■ Request
Rewrite each of the records below, changing every "tightest bounding box" to "smallest bounding box" and keeping everything else the same.

■ Data in this exercise

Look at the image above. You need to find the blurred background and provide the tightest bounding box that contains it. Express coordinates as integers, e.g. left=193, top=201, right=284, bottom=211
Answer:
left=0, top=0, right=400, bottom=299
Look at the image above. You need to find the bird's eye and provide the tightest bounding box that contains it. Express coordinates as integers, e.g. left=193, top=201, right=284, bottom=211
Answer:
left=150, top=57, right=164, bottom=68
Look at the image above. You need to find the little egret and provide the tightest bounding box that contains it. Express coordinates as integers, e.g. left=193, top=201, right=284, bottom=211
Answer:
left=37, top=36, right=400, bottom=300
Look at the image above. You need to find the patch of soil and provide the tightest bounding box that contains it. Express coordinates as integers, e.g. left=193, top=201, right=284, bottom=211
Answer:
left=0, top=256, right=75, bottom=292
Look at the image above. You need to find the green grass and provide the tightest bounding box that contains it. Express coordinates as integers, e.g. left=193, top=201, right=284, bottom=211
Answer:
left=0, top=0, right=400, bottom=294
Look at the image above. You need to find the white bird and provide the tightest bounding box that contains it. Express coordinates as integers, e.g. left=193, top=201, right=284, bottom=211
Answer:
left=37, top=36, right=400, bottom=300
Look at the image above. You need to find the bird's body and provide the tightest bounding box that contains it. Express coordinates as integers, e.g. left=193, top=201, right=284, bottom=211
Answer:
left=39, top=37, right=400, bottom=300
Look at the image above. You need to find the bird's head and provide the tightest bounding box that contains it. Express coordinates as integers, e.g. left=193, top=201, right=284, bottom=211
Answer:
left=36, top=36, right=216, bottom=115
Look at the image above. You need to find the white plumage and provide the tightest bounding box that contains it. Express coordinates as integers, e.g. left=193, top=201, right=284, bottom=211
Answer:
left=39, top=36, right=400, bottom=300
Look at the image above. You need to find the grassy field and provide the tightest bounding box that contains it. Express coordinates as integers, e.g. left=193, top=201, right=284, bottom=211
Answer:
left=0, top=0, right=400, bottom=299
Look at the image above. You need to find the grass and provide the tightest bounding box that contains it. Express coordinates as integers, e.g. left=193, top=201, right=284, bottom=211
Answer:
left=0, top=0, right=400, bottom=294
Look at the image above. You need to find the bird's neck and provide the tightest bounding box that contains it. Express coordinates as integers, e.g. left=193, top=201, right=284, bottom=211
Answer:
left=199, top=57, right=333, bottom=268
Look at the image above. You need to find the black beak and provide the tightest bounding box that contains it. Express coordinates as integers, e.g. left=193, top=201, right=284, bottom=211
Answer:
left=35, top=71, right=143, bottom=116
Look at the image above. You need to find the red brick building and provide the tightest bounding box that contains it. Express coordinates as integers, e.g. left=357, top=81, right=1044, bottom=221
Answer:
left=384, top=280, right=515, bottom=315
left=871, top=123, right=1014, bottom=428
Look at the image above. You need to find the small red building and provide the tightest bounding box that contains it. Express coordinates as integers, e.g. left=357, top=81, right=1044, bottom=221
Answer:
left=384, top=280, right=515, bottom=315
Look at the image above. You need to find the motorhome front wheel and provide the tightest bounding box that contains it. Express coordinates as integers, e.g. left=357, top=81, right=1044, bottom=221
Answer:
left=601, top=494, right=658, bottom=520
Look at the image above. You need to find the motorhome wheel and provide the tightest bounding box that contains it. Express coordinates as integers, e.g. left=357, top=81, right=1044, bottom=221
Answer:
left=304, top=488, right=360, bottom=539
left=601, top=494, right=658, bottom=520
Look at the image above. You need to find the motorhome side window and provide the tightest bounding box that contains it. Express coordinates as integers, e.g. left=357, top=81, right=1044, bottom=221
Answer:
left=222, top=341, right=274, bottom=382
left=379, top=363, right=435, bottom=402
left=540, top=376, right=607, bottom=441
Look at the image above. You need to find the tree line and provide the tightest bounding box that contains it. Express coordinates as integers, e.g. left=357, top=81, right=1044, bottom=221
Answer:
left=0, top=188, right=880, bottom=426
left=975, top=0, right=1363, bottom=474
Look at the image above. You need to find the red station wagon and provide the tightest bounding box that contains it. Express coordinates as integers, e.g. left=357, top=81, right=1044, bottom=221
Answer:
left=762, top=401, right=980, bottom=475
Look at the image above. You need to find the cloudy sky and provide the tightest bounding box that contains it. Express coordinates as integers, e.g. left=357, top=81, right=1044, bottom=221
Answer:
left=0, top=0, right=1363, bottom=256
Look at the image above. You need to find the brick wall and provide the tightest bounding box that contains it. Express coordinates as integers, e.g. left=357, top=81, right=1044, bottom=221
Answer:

■ Response below
Look at the image above. You need to find the blurred background and provide the smallest bounding box that contains it. Express coordinates as integers, e.g. left=193, top=201, right=284, bottom=211
Answer:
left=0, top=0, right=400, bottom=299
Look at the image above. You need to find the bird's eye and provide the smallest bounding box that contains it. Express coordinates as integers, e.g. left=193, top=201, right=284, bottom=211
Answer:
left=150, top=57, right=164, bottom=68
Look at the image above. You need to find the little egret and provide the smallest bounding box that contains it. Express coordinates as integers, e.g. left=193, top=201, right=284, bottom=211
Answer:
left=37, top=36, right=400, bottom=300
Look at the image above. You need to find the patch of soil and provide the smallest bounding box that contains it. Express coordinates as integers, e.g. left=193, top=201, right=284, bottom=211
Answer:
left=0, top=256, right=75, bottom=292
Look at the image above. You need to find the green grass and provide the smallest bounding box that contains it. Express coordinates as integers, e.g. left=193, top=201, right=284, bottom=211
Answer:
left=0, top=0, right=400, bottom=294
Look at the image above. You need to find the white bird and provide the smallest bounding box that contains it. Express coordinates as integers, e.g. left=193, top=201, right=284, bottom=211
Answer:
left=37, top=36, right=400, bottom=300
Look at the image above. You need to find the bird's body and provide the smallest bounding box that contains it. Express coordinates as integers, e.g. left=193, top=201, right=284, bottom=211
Answer:
left=39, top=37, right=400, bottom=300
Look at the image above. You need to find the bird's head and provide the smallest bounding box that contains it. Express coordinates as integers, e.g. left=193, top=201, right=284, bottom=211
Answer:
left=36, top=36, right=216, bottom=115
Look at the image above. You need to find the white plumage and provide the smallest bounding box that contains it. Express coordinates as integers, e.g. left=193, top=201, right=284, bottom=211
Answer:
left=39, top=36, right=400, bottom=300
Look at the image above. You need to find the grassy field and provide the smallest bounding box that contains it. Express coordinates as integers, e.g. left=193, top=201, right=284, bottom=211
Answer:
left=0, top=0, right=400, bottom=299
Look at the image above. You need to find the grass and provide the smallest bounding box that contains it. Express coordinates as integers, e.g. left=193, top=201, right=284, bottom=211
Answer:
left=0, top=0, right=400, bottom=294
Look at the image above. You need to find the bird's neck and provide the smallest bounding box that contains it. Express coordinates as integers, e.g. left=193, top=201, right=284, bottom=211
Answer:
left=199, top=57, right=333, bottom=268
Look at the image above. You need to find the black beak and provide the smallest bounding box that contains it. Express coordinates as integers, e.g. left=193, top=201, right=284, bottom=211
Answer:
left=35, top=71, right=143, bottom=116
Look at the image above. You need to find the red brick building and provide the smallest bounding box that contains it. Express coordinates as integers, e.g. left=357, top=81, right=1044, bottom=221
Answer:
left=384, top=280, right=515, bottom=315
left=871, top=123, right=1014, bottom=428
Look at the image above. You need to find the small red building and provide the smallest bounding box that contains it. Express coordinates as integers, e.g. left=357, top=81, right=1044, bottom=221
Answer:
left=384, top=280, right=515, bottom=315
Look at the image above. You need to find the motorhome front wheel and provide the smallest bounding box that contains it. Express coordinates as integers, e.g. left=357, top=81, right=1044, bottom=221
Answer:
left=601, top=494, right=658, bottom=520
Look at the image above. You need to find the motorhome wheel and provide the smallest bounding box that contains it. Express coordinates as integers, e.g. left=357, top=81, right=1044, bottom=221
Answer:
left=304, top=488, right=360, bottom=539
left=601, top=494, right=658, bottom=520
Look at the image above. You need to find the motorhome side window and provide the smallest bounding box that contains it. Express coordinates as integers, e.g. left=357, top=81, right=1044, bottom=221
Answer:
left=222, top=341, right=274, bottom=382
left=379, top=363, right=435, bottom=402
left=540, top=376, right=607, bottom=441
Look at the image above. You need to find the tree line and provide the smallest bounding box that contains it. Express coordinates as integers, e.g. left=357, top=81, right=1044, bottom=221
Answer:
left=0, top=188, right=880, bottom=426
left=975, top=0, right=1363, bottom=474
Look at the image above. You need to find the red station wagon and provide the smallest bounding box that contains it. Express coordinates as integers, e.g. left=357, top=81, right=1044, bottom=221
Answer:
left=762, top=401, right=980, bottom=475
Look at the image above. You need to find the cloudy sky and provide the smallest bounding box that contains it. Express coordinates as integers, e.g. left=357, top=81, right=1044, bottom=221
Answer:
left=0, top=0, right=1363, bottom=256
Look at the image above. You need to find the brick wall and provide the smallest bounding box that contains it. Express coordinates as integers, e.g. left=357, top=81, right=1044, bottom=221
Answer:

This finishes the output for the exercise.